CHICAGO — An off-duty Chicago police officer who had just finished eating breakfast Saturday morning at a pancake restaurant near Provo, Utah, may have saved the life of a man who was attacked in the parking lot by a mentally ill man wielding fabric scissors, police said.
Police in Orem, about 5 miles north of Provo, said a 28-year-old man from Boise, Idaho, and his girlfriend, who is from Provo, had finished breakfast at about 8 a.m. and were saying goodbye when Sergio W. Weffer, 33, of Salt Lake City approached them and said, "I'm sorry."
Weffer then began stabbing the man, slashing him in the face, neck and arm, police said. The man tumbled to the ground with Weffer on top of him.
The Chicago officer, a firearms instructor at the Chicago Police Academy who had been in Utah assisting at a law enforcement conference, was standing outside the restaurant waiting for his partner and planned to catch a flight back to Chicago after breakfast, police said.
The officer, whose identity Chicago and Orem police did not release, went to break up the fight and saw Weffer had what looked like a knife, police said. He pulled his firearm and ordered the man to stop, police said.
::::::::
Questions to answer:
- 1) From the news report about the Orem stabbing, list the body parts where the man was slashed.
- 2) Retype, word for word, the stretch of the Orem stabbing report that opens with "CHICAGO — An" and closes with "top of him.".

Supplied information:
::::::::
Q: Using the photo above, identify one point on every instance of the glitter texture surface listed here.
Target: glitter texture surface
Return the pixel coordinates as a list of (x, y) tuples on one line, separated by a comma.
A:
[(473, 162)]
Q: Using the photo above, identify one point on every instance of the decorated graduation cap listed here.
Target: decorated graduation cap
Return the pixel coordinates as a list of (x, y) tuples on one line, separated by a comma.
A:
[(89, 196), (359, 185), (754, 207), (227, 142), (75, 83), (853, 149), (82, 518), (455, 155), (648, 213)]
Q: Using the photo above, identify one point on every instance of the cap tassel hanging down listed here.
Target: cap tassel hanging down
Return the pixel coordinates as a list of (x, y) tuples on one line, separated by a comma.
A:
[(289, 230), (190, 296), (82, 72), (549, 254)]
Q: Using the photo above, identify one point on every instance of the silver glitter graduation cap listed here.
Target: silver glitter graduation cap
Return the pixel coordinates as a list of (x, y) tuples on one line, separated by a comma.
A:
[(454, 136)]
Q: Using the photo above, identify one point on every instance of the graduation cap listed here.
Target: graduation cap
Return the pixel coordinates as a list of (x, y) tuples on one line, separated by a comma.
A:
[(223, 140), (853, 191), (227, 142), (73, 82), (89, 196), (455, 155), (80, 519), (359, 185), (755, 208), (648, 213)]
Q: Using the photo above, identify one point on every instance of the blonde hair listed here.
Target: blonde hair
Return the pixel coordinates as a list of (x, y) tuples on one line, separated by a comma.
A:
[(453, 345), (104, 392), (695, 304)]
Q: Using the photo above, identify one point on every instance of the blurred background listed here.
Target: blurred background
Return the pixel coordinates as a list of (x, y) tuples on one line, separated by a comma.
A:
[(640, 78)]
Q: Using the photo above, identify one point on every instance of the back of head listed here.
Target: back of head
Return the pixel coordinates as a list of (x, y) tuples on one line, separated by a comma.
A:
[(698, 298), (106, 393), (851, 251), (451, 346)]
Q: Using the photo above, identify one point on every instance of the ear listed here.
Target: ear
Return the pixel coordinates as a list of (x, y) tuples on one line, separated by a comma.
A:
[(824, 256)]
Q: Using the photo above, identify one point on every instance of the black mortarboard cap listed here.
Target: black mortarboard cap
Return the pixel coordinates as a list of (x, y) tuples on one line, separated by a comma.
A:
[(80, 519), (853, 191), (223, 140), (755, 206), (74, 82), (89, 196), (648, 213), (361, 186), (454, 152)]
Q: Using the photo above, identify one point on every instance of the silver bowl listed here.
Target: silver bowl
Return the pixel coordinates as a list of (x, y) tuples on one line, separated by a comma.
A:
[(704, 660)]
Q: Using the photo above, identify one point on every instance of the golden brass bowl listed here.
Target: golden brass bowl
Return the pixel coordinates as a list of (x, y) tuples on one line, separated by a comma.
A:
::::::::
Solution set:
- 1) Face, neck, arm

- 2)
CHICAGO — An off-duty Chicago police officer who had just finished eating breakfast Saturday morning at a pancake restaurant near Provo, Utah, may have saved the life of a man who was attacked in the parking lot by a mentally ill man wielding fabric scissors, police said.
Police in Orem, about 5 miles north of Provo, said a 28-year-old man from Boise, Idaho, and his girlfriend, who is from Provo, had finished breakfast at about 8 a.m. and were saying goodbye when Sergio W. Weffer, 33, of Salt Lake City approached them and said, "I'm sorry."
Weffer then began stabbing the man, slashing him in the face, neck and arm, police said. The man tumbled to the ground with Weffer on top of him.